WORK TASK – Whenever the word "white" shows up in a line of the data, copy that line.

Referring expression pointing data
◇ ◇ ◇
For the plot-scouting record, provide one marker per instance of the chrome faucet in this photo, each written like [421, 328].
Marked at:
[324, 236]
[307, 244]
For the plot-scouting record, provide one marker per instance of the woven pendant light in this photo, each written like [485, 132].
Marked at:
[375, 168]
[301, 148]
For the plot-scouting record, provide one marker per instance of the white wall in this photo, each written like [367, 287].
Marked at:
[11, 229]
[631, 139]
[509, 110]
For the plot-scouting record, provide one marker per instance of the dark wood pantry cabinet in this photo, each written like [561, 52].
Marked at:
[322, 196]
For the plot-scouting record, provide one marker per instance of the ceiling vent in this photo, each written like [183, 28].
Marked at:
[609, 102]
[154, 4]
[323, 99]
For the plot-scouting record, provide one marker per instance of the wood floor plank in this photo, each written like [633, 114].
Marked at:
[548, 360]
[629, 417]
◇ ◇ ◇
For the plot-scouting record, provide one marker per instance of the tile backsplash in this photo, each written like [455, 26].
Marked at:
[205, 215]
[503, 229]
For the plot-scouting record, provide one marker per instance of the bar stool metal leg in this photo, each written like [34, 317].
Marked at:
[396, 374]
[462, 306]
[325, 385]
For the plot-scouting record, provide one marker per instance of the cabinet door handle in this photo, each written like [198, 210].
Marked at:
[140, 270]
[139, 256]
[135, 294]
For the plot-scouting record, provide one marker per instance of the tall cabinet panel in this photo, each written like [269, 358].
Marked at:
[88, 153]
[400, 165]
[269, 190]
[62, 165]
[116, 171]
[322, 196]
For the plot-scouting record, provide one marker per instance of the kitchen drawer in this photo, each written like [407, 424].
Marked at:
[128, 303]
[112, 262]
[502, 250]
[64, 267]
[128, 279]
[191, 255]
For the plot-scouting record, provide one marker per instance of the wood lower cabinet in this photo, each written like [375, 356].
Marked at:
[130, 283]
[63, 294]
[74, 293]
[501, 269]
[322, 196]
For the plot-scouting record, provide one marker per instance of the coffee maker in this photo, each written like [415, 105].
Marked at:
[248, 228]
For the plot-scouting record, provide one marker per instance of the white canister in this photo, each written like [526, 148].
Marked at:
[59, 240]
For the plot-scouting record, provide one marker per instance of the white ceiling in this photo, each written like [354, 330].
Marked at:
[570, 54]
◇ ◇ ◇
ANSWER AREA –
For the plot-scouting record, provide one marker per instance of the white wall in this photo, each written like [367, 287].
For the plot-scouting record, provide one marker per instance of the white canister in this photo, each written like [526, 148].
For the plot-scouting record, provide one marker per instance of the white ceiling in this photo, each written like [354, 330].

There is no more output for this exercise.